> _Points à traiter_
[1] D'après l'extrait sur Savari de Mauléon, quelle ville Simon de Montfort a-t-il évacuée pendant le siège, et vers quelle position s'est-il replié ?
[2] Prolongez l'extrait sur Savari de Mauléon en reprenant juste après sa dernière phrase.

> _Extrait sélectionné_
+---+

Le guerrier-troubadour en imposa tellement aux croisés par sa vaillance, qu’ils conçurent contre un ennemi généreux une horreur indicible.
Savari, suivant eux, et je laisse parler un moine qui vivait alors, était un méchant apostat prévaricateur, fils du diable en iniquité, fauteur de l'antechrist, surpassant tous les autres hérétiques connus, relaps, ennemi déclaré de Jésus-Christ, poison si jamais il en fut, scélérat de toute perdition, ennemi de Dieu, prince d'apostasie, artisan de cruauté, auteur de perversité, complice des méchants consort des pervers opprobre des hommes, ignorant en vertu, être diabolique, plus que cela, diable tout à fait!
J'ai cru devoir reproduire ici, à cause de sa singularité, cette litanie d'injures accumulées par Pierre religieux du monastère de Vaux-Cernay. Au lieu de cela, un autre auteur, moins partial, plus modéré surtout, qualifie l'envoyé de Mauléon d'homme sage et prudent.
Quoi qu'il en soit, Raymond, comte de Toulouse, lorsqu'il eut reçu le renfort que lui envoyait Jean-sans-Terre fut assiéger Carcassonne, ville dans laquelle était Simon de Montfort, qui s'empressa d'évacuer la place, pour se retirer sur Castelnaudary, position plus faible, afin de la défendre.
Ayant joint le comte de Toulouse, le comte de Foix livra un combat près le fort de St-Martin et Savari de Mauléon, resté presque seul au siége, le poussa et donna même un assaut général qui fut sans résultat (2).
Enfin comprenant que la position des siens l'obligeait à des ménagements il concentra ses forces, et se réunit à ceux de son parti, afin de marcher sur Puylaurent.
Bientôt, par suite de l'arrivée de l'armée aux ordres de Savari de Mauléon les villes des environs se soumirent à l'autorité du comte de Toulouse ; des succès divers eurent ensuite lieu et le personnage qui nous occupe et les siens pensant avoir rempli leur tâche, finirent bientôt par retourner dans leur pays ; pour le natif de Mauléon et les siens, c'était notre pays, c'était le Poitou.

+---+

> _Liste des enregistrements_
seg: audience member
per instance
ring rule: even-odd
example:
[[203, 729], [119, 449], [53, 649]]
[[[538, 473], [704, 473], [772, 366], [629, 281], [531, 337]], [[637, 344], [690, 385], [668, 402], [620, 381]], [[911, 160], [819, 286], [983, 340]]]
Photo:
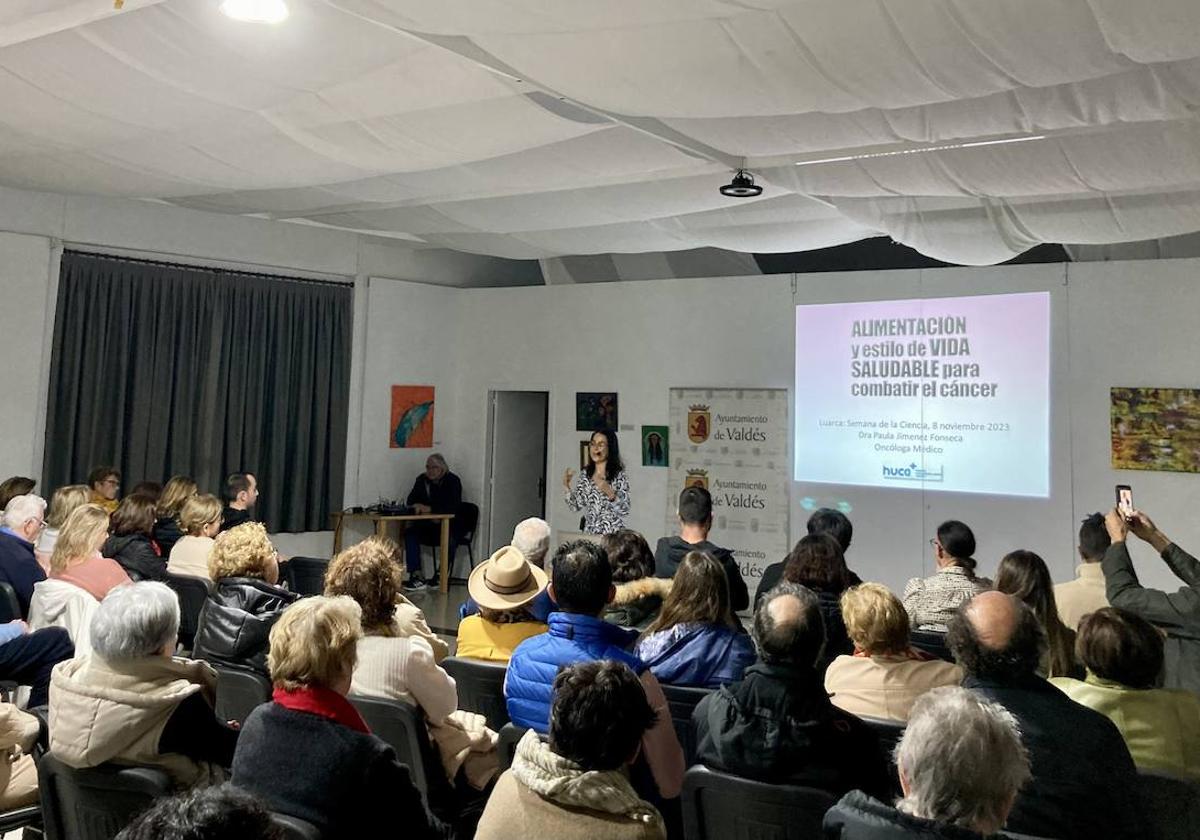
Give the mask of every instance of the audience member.
[[258, 479], [253, 473], [230, 473], [221, 494], [226, 503], [221, 511], [221, 530], [232, 530], [254, 521], [250, 509], [258, 504]]
[[167, 560], [154, 541], [155, 502], [132, 493], [121, 499], [112, 515], [112, 535], [101, 553], [121, 564], [134, 581], [162, 581]]
[[1038, 617], [1046, 635], [1046, 652], [1038, 674], [1082, 677], [1082, 668], [1075, 664], [1075, 631], [1058, 619], [1052, 587], [1045, 560], [1032, 551], [1009, 552], [996, 570], [996, 592], [1021, 599]]
[[948, 520], [937, 526], [930, 540], [937, 571], [914, 577], [904, 588], [904, 608], [917, 630], [946, 632], [962, 604], [991, 588], [991, 581], [976, 576], [974, 534], [962, 522]]
[[233, 784], [330, 838], [373, 836], [397, 818], [406, 839], [451, 838], [395, 750], [346, 698], [360, 614], [349, 598], [306, 598], [271, 628], [274, 700], [246, 719]]
[[163, 557], [170, 557], [175, 544], [184, 535], [179, 515], [184, 503], [193, 498], [198, 490], [196, 482], [186, 475], [172, 475], [167, 486], [162, 488], [158, 506], [155, 509], [154, 541], [158, 544]]
[[107, 539], [104, 509], [96, 504], [76, 508], [50, 554], [50, 580], [72, 583], [97, 601], [104, 600], [114, 587], [128, 583], [125, 569], [100, 552]]
[[1136, 768], [1112, 722], [1038, 676], [1045, 632], [1020, 599], [976, 595], [950, 622], [947, 644], [965, 688], [1000, 703], [1018, 720], [1032, 781], [1016, 797], [1007, 828], [1073, 838], [1140, 835]]
[[634, 649], [666, 685], [715, 689], [742, 679], [754, 642], [730, 608], [728, 578], [710, 554], [690, 551], [674, 583]]
[[299, 596], [276, 586], [280, 564], [266, 528], [247, 522], [222, 532], [209, 554], [214, 590], [200, 607], [194, 654], [266, 673], [271, 625]]
[[[1141, 511], [1127, 522], [1112, 509], [1104, 517], [1104, 526], [1112, 539], [1103, 563], [1109, 602], [1166, 631], [1163, 685], [1200, 694], [1200, 563], [1168, 539]], [[1147, 589], [1138, 582], [1126, 545], [1129, 530], [1153, 546], [1166, 566], [1183, 581], [1178, 592]]]
[[[434, 452], [425, 460], [425, 472], [416, 476], [413, 488], [408, 492], [408, 504], [418, 514], [458, 514], [462, 506], [462, 481], [450, 472], [446, 460]], [[461, 524], [450, 520], [451, 539], [460, 533]], [[442, 542], [440, 522], [409, 522], [404, 528], [404, 563], [408, 566], [408, 588], [424, 589], [426, 582], [421, 578], [421, 546], [436, 546]], [[434, 584], [432, 578], [428, 584]]]
[[179, 600], [163, 583], [113, 589], [92, 653], [54, 668], [50, 750], [71, 767], [148, 764], [180, 786], [222, 781], [238, 731], [216, 719], [216, 673], [173, 656]]
[[662, 686], [654, 673], [628, 648], [636, 634], [600, 618], [612, 600], [612, 568], [604, 548], [587, 540], [565, 542], [554, 552], [550, 594], [558, 611], [550, 614], [548, 630], [522, 642], [512, 653], [504, 680], [509, 718], [517, 726], [545, 733], [554, 674], [564, 665], [612, 659], [641, 678], [646, 697], [659, 721], [642, 738], [642, 750], [659, 793], [679, 794], [683, 785], [683, 749], [671, 724]]
[[[168, 487], [170, 482], [168, 481]], [[221, 499], [211, 493], [190, 496], [179, 510], [182, 536], [175, 540], [168, 558], [172, 575], [209, 578], [209, 557], [221, 533]]]
[[666, 840], [625, 772], [656, 724], [637, 676], [622, 662], [578, 662], [558, 672], [553, 691], [550, 743], [526, 732], [475, 840]]
[[116, 510], [118, 494], [121, 492], [121, 470], [116, 467], [92, 467], [88, 473], [88, 488], [91, 491], [91, 504], [98, 504], [106, 512]]
[[824, 620], [826, 646], [817, 659], [822, 676], [835, 658], [854, 652], [841, 618], [841, 593], [850, 586], [850, 570], [838, 541], [828, 534], [802, 536], [784, 565], [784, 580], [816, 593]]
[[467, 592], [478, 613], [458, 623], [456, 655], [508, 662], [521, 642], [546, 632], [529, 605], [546, 590], [546, 572], [504, 546], [472, 569]]
[[24, 475], [13, 475], [10, 479], [0, 481], [0, 510], [7, 508], [8, 503], [17, 496], [29, 496], [34, 492], [34, 487], [36, 486], [36, 479], [30, 479]]
[[254, 797], [229, 784], [196, 787], [155, 802], [115, 840], [284, 840]]
[[650, 544], [636, 530], [622, 528], [606, 534], [600, 545], [608, 553], [612, 582], [617, 586], [604, 619], [623, 628], [644, 628], [662, 608], [662, 599], [671, 592], [671, 578], [654, 576]]
[[960, 688], [937, 688], [917, 700], [896, 746], [896, 767], [904, 798], [895, 808], [858, 791], [847, 793], [826, 814], [824, 836], [997, 836], [1030, 779], [1013, 715]]
[[916, 700], [930, 689], [958, 685], [962, 671], [931, 659], [908, 643], [908, 613], [880, 583], [860, 583], [841, 595], [841, 614], [854, 643], [826, 671], [833, 704], [870, 718], [908, 720]]
[[1090, 612], [1109, 605], [1104, 594], [1104, 569], [1100, 560], [1112, 545], [1104, 527], [1104, 514], [1092, 514], [1079, 527], [1079, 559], [1075, 580], [1056, 583], [1054, 600], [1058, 618], [1072, 630], [1079, 629], [1079, 619]]
[[29, 617], [34, 584], [46, 580], [46, 572], [34, 557], [34, 542], [46, 524], [46, 500], [41, 496], [14, 496], [4, 509], [0, 527], [0, 581], [17, 593], [20, 617]]
[[62, 524], [76, 508], [88, 504], [90, 494], [88, 485], [83, 484], [68, 484], [54, 491], [49, 512], [46, 515], [46, 527], [42, 528], [42, 535], [34, 546], [34, 557], [37, 558], [37, 565], [42, 566], [42, 571], [50, 570], [50, 554], [54, 553], [54, 544], [58, 542]]
[[1200, 697], [1157, 688], [1162, 634], [1132, 612], [1100, 607], [1080, 622], [1076, 649], [1087, 678], [1050, 682], [1116, 724], [1139, 770], [1200, 782]]
[[754, 636], [760, 661], [692, 713], [697, 758], [767, 782], [884, 796], [888, 768], [878, 738], [835, 708], [821, 685], [815, 666], [824, 624], [816, 594], [780, 583], [758, 604]]
[[690, 551], [702, 551], [715, 557], [730, 578], [730, 604], [733, 610], [750, 606], [750, 593], [738, 569], [733, 552], [708, 541], [713, 528], [713, 497], [704, 487], [684, 487], [679, 493], [679, 536], [664, 536], [654, 548], [654, 572], [659, 577], [674, 577], [676, 570]]
[[[812, 511], [812, 515], [809, 517], [805, 527], [810, 535], [828, 534], [833, 539], [838, 540], [838, 545], [841, 546], [842, 557], [845, 557], [846, 552], [850, 551], [850, 541], [854, 536], [854, 526], [851, 524], [850, 518], [840, 510], [834, 510], [833, 508], [818, 508]], [[787, 565], [786, 557], [779, 563], [772, 563], [762, 570], [762, 577], [758, 578], [758, 588], [754, 594], [755, 610], [758, 608], [758, 601], [762, 600], [762, 596], [774, 589], [775, 586], [784, 580], [785, 565]], [[858, 575], [848, 569], [847, 572], [850, 575], [850, 586], [858, 586], [863, 582]]]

+---+

> _Résultats finaux_
[1] Simon de Montfort a évacué Carcassonne pour se replier sur Castelnaudary.

[2]
Dans le compte rendu des actes du concile de Lavaur, tenu le27 janvier 1213, on trouve une lettre pour le pape Innocent III, écrite au moment de se séparer.
Cette pièce énumère des griefs nombreux contre Raymond VI comte de Toulouse, et parmi eux se rencontre celui-ci :
« Il a appelé contre l'armée de Dieu, Savari sénéchal du roi d'Angleterre, ennemi de l'Église, avec lequel il a eu la témérité d'assiéger le comte de Montfort dans Castelnaudary. Le seigneur a puni sa présomption, et une poignée de catholiques a mis en fuite un nombre infini d'ariens. »
C'est aussi le langage de plusieurs autres écrivains de l'époque (3).
Jean-sans-Terre avait envoyé, disaient-ils, des Anglais, des Poitevins, des gens de Saintes et de Bordeaux, attaquer les catholiques vers Toulouse.
Parmi ceux qui s'empressèrent de marcher au secours de Raymond l'un des plus qualifiez fut Savari de Mauléon sénéchal d'Aquitaine pour le roi d'Angleterre, qui lui amena deux mille Basques.
Ce prince eut recours d'un autre côté à ses vassaux et à ses amis.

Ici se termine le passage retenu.